All of lore.kernel.org
 help / color / mirror / Atom feed
From: Wei Wang <weiwan@google.com>
To: Martin Lau <kafai@fb.com>
Cc: Ido Schimmel <idosch@idosch.org>,
	Jesse Hathaway <jesse@mbuki-mvuki.org>,
	Linux Kernel Network Developers <netdev@vger.kernel.org>
Subject: Re: Race condition in route lookup
Date: Sun, 13 Oct 2019 17:23:01 -0700	[thread overview]
Message-ID: <CAEA6p_A_kNA8kVLmVn0e=fp=vx3xpHTTaVrx62NVCDLowVxaog@mail.gmail.com> (raw)
In-Reply-To: <20191012065608.igcba7tcjr4wkfsf@kafai-mbp.dhcp.thefacebook.com>

On Fri, Oct 11, 2019 at 11:56 PM Martin Lau <kafai@fb.com> wrote:
>
> On Fri, Oct 11, 2019 at 10:54:13AM -0700, Wei Wang wrote:
> > On Fri, Oct 11, 2019 at 8:42 AM Ido Schimmel <idosch@idosch.org> wrote:
> > >
> > > On Fri, Oct 11, 2019 at 09:36:51AM -0500, Jesse Hathaway wrote:
> > > > On Thu, Oct 10, 2019 at 3:31 AM Ido Schimmel <idosch@idosch.org> wrote:
> > > > > I think it's working as expected. Here is my theory:
> > > > >
> > > > > If CPU0 is executing both the route get request and forwarding packets
> > > > > through the directly connected interface, then the following can happen:
> > > > >
> > > > > <CPU0, t0> - In process context, per-CPU dst entry cached in the nexthop
> > > > > is found. Not yet dumped to user space
> > > > >
> > > > > <Any CPU, t1> - Routes are added / removed, therefore invalidating the
> > > > > cache by bumping 'net->ipv4.rt_genid'
> > > > >
> > > > > <CPU0, t2> - In softirq, packet is forwarded through the nexthop. The
> > > > > cached dst entry is found to be invalid. Therefore, it is replaced by a
> > > > > newer dst entry. dst_dev_put() is called on old entry which assigns the
> > > > > blackhole netdev to 'dst->dev'. This netdev has an ifindex of 0 because
> > > > > it is not registered.
> > > > >
> > > > > <CPU0, t3> - After softirq finished executing, your route get request
> > > > > from t0 is resumed and the old dst entry is dumped to user space with
> > > > > ifindex of 0.
> > > > >
> > > > > I tested this on my system using your script to generate the route get
> > > > > requests. I pinned it to the same CPU forwarding packets through the
> > > > > nexthop. To constantly invalidate the cache I created another script
> > > > > that simply adds and removes IP addresses from an interface.

•••

Translate this sentence from the mailing-list thread on a route lookup race condition into Spanish: "I tested this on my system using your script to generate the route get requests." The listing comes from a separate source.

Saved entries
•••

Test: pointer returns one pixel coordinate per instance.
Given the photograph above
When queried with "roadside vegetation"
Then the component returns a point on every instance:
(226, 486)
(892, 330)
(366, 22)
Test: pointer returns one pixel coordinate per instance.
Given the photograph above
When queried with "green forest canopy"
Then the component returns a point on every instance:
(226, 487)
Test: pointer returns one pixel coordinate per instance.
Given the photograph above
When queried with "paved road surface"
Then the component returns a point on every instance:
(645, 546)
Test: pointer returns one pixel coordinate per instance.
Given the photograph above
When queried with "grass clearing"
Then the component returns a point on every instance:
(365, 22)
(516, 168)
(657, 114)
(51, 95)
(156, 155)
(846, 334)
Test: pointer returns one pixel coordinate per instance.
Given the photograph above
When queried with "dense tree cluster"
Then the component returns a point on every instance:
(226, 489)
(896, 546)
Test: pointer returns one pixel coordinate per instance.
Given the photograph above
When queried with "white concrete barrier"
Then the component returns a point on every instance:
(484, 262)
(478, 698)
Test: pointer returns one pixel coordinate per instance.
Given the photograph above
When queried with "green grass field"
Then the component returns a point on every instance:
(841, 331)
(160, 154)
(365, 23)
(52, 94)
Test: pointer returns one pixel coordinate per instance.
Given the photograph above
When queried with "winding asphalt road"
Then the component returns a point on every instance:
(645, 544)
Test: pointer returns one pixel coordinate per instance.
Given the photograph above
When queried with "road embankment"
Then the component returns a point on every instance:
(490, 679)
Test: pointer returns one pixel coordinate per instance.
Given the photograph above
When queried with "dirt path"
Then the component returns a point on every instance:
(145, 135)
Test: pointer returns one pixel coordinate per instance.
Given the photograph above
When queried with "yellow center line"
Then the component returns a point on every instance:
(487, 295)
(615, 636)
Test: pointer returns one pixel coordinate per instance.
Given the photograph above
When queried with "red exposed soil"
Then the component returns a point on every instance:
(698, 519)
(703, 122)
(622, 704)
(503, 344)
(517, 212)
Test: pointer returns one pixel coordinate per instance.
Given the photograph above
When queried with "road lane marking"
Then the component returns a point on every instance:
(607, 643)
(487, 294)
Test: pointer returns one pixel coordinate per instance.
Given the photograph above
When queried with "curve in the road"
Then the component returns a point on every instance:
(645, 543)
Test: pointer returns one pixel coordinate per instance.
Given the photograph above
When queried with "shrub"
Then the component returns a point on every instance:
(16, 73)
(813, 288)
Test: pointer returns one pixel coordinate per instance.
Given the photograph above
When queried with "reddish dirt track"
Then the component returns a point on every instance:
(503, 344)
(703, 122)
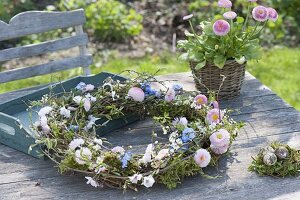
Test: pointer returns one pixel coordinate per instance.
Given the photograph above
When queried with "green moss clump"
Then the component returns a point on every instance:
(283, 167)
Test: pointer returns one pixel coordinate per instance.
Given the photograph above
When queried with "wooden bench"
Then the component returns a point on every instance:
(34, 22)
(267, 118)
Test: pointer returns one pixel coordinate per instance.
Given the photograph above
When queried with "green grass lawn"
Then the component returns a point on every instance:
(279, 69)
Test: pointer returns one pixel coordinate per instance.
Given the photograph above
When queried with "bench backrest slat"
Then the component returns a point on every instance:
(50, 67)
(34, 22)
(44, 47)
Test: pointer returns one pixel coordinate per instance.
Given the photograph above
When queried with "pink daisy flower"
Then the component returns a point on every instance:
(136, 93)
(200, 100)
(221, 27)
(220, 138)
(260, 13)
(214, 104)
(230, 15)
(272, 14)
(170, 95)
(202, 157)
(224, 3)
(214, 116)
(219, 150)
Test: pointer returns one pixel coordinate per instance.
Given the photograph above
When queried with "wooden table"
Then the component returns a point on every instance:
(267, 118)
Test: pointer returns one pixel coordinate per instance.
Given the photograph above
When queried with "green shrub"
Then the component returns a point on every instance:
(284, 31)
(108, 20)
(9, 8)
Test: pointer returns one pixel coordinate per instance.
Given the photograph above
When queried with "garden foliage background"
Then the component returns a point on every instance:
(140, 35)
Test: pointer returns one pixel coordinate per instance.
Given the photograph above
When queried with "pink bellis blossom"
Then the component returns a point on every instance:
(89, 87)
(170, 95)
(135, 178)
(92, 182)
(200, 100)
(221, 27)
(180, 121)
(76, 143)
(202, 157)
(148, 181)
(260, 13)
(162, 154)
(214, 104)
(272, 14)
(220, 138)
(118, 149)
(187, 17)
(136, 93)
(230, 15)
(214, 116)
(224, 4)
(82, 155)
(87, 104)
(219, 150)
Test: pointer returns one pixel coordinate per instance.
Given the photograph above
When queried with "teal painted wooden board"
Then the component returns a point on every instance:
(15, 121)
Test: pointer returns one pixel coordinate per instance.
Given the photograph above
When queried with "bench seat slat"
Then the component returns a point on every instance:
(51, 67)
(44, 47)
(33, 22)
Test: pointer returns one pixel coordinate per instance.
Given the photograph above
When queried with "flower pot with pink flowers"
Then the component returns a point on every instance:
(218, 55)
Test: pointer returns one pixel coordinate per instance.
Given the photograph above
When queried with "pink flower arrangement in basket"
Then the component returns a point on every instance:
(228, 36)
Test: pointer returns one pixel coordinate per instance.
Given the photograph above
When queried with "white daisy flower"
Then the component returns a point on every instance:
(45, 111)
(76, 143)
(135, 178)
(83, 154)
(65, 112)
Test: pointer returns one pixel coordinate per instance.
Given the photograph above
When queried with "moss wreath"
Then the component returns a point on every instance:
(198, 132)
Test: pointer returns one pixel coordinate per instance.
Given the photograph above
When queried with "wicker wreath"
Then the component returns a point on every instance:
(198, 133)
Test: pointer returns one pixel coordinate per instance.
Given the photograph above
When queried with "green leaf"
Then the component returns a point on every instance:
(196, 56)
(184, 57)
(219, 61)
(188, 34)
(200, 65)
(182, 43)
(240, 20)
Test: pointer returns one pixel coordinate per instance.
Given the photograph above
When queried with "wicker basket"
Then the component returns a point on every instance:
(210, 76)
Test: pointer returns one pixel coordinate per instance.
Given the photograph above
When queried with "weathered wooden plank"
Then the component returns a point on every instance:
(51, 67)
(44, 47)
(82, 49)
(236, 181)
(33, 22)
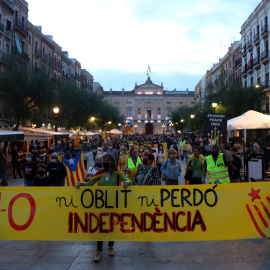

•••

### SOLUTION
Probé esto en mi sistema usando tu script para generar las solicitudes route get.